§ **WHAT YOU SHOULD DO**
In the reflection on writing the novel, which characters' stories is the writer happiest with?

[PAGE EXCERPT — start]

My approach to this novel was entirely exploratory. I wrote three characters I could not normally relate to about subjects literally outside of my experiential scope. I am a 55 year old white male and I wrote about women’s rights; I wrote about a white, privileged, authoritarian, right-winged, American male and I consider myself a white, lower-middle-class, introverted, centrist truth-seeker; I wrote about a woman, a mother, who had sacrificed her career for money, who had sacrificed her dignity for her husband’s empire. for her family’s standing, but who worked through the years to escape the binds; I wrote a high school senior, a girl, who preparing to enter the adult world learns there are adult issues and that being a woman is in no way equal to being a man nor is it fair, but she does not see any reason it cannot be. I knew these people as well as I knew people on the news.

I know them better now, but I don’t honestly know them. I am happiest with my father and daughter stories. I am not so happy with mom’s. I won’t detail the issues or the stories, but Mom’s is rather hyperbolic. Her story pushes my boundaries, and my boundaries are quite malleable.

[PAGE EXCERPT — finish]
[STORED DATA — start]

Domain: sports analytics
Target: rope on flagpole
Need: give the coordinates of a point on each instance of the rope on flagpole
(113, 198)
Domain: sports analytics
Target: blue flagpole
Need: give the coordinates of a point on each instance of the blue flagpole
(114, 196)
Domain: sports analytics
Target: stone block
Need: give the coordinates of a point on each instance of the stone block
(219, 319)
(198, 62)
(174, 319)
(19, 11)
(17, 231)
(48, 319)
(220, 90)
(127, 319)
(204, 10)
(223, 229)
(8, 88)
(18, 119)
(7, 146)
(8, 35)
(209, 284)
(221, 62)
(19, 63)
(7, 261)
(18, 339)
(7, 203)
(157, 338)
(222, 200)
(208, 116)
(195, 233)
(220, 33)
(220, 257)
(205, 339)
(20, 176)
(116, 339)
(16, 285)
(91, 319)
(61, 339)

[STORED DATA — finish]

§ **FINISHED EXERCISE**
The father and daughter stories.